-- START --

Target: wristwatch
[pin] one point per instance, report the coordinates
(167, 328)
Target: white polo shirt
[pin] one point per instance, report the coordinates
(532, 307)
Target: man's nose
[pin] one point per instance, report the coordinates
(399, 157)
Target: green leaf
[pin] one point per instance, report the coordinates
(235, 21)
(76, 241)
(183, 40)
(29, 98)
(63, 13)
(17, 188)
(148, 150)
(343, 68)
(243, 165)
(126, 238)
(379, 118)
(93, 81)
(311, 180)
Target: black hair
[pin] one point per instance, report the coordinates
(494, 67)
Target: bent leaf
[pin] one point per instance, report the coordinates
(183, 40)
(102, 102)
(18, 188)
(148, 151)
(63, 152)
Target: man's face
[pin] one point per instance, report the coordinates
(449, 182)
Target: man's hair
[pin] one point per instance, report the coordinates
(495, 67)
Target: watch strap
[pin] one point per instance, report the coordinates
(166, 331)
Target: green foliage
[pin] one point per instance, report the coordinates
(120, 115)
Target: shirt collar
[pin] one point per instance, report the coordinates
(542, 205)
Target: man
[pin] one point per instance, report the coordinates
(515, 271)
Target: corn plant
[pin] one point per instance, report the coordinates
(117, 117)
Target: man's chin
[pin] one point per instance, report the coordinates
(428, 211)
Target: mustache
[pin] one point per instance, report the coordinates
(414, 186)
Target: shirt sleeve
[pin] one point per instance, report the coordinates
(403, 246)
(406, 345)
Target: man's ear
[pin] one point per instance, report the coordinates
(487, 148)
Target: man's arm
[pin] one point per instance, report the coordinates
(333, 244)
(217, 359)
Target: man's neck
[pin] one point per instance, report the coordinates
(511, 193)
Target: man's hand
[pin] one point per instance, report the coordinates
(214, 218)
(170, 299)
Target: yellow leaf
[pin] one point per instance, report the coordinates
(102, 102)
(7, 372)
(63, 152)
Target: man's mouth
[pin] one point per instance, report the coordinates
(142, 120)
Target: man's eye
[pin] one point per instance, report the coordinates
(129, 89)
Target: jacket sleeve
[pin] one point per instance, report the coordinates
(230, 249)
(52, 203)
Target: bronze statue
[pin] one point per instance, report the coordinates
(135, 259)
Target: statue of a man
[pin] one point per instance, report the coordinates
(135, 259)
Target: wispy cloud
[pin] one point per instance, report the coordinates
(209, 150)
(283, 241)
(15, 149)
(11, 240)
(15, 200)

-- END --

Short task => Copy the items verbatim, starting with the line that contains "Target: wispy cloud" and continuing through the last line of the items.

Final answer =>
Target: wispy cloud
[pin] one point per instance, report the coordinates
(209, 150)
(283, 241)
(15, 149)
(11, 240)
(15, 200)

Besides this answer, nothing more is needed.